[Recorded data]

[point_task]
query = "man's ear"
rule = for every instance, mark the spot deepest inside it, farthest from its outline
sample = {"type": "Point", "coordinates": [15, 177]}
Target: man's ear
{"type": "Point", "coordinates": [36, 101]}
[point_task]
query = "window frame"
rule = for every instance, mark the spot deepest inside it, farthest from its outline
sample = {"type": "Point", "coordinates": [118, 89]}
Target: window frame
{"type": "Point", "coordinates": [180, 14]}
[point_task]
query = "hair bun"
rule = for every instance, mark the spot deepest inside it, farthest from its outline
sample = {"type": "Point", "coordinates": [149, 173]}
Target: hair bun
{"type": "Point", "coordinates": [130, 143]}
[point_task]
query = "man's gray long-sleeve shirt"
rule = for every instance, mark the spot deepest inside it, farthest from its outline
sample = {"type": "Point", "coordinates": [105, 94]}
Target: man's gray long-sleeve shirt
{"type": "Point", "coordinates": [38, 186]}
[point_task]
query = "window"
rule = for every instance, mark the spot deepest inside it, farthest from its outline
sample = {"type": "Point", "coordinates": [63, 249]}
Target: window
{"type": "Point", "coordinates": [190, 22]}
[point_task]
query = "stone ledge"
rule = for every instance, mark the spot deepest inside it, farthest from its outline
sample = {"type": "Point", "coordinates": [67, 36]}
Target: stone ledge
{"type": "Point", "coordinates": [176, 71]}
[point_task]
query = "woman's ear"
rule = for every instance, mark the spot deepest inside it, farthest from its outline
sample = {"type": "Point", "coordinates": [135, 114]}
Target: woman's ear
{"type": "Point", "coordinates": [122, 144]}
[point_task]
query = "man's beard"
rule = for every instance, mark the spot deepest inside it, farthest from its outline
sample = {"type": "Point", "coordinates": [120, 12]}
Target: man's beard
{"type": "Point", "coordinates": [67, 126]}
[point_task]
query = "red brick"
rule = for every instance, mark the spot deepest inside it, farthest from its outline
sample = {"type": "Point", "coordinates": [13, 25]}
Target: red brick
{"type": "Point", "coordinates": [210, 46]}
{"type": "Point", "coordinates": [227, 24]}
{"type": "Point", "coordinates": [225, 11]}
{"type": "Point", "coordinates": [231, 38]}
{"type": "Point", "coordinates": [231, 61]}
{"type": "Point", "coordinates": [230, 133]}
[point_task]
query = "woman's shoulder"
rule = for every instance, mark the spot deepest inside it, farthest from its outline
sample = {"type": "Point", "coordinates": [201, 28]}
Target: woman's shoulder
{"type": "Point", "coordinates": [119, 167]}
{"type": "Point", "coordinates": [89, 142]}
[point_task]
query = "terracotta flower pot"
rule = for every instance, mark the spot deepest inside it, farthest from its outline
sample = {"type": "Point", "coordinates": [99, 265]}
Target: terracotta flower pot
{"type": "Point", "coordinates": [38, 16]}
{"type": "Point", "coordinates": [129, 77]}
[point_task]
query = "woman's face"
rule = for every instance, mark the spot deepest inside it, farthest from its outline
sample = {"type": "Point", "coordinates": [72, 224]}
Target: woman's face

§ Exercise instructions:
The lines to copy are those above that contain the string "face".

§ Output of the task:
query = "woman's face"
Target: woman's face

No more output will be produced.